+++ Extract provided
Bit of a 'lads' lunch today as well, nuked Bockwurst on a big bread roll, piled high with relish (a couple of minutes prep time), and a can of something or other. 
Plus only two plates and a knife to wash up (my job).

What more could a pair of mates want when the better half is away for the day. 


John


----------



## steamer

Glad to hear that John.  

And a lads lunch every once in a while is alright....you get to eat all the things everyone else tells you not to.. 

Warm Wishes,

Dave


----------



## Maryak

Bogstandard  said:
			
		

> Bit of a 'lads' lunch today as well, nuked Bockwurst on a big bread roll, piled high with relish (a couple of minutes prep time), and a can of something or other.



I hope her indoors has good results and I hope the can contained more than cola.

Best Regards
Bob


----------



## Deanofid

That will be nice, John. A nice bit of the yard for some dry, even in the wet.

Very best wishes to Mrs. Bogs.

Dean


----------



## John S

Bogstandard  said:
			
		

> Bit of a 'lads' lunch today as well, nuked Bockwurst on a big bread roll, piled high with relish (a couple of minutes prep time), and a can of something or other.
> Plus only two plates and a knife to wash up (my job).
> 
> John



Get Bandit to give them a quick lick, wipe over with an oily rag and back in the cupboard, job done.

John S.


----------



## ariz

so, could you finish the job today Bogs?

here (Italy) it was the first day of sun after many raining days, I hope that was sunny also there

and best wishes for your better half and you too


----------



## Blogwitch

Trust you to let the cat out of the bag John, but I don't use the oily rag bit, it gives the game away when her indoors washes the reused plates, tell tale oil slicks.

No pics today, but at least we got all the joists in and a bit of preservative on as well.
++++++
+++ Information supplied
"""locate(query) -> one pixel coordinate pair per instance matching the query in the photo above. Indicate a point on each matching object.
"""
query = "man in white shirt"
++++++
▶ _Task to carry out_
Return the part of the forum thread starting at "here (Italy) it" and ending at "on as well.", copied word for word.

▶ _Task solution_
here (Italy) it was the first day of sun after many raining days, I hope that was sunny also there

and best wishes for your better half and you too


----------



## Blogwitch

Trust you to let the cat out of the bag John, but I don't use the oily rag bit, it gives the game away when her indoors washes the reused plates, tell tale oil slicks.

No pics today, but at least we got all the joists in and a bit of preservative on as well.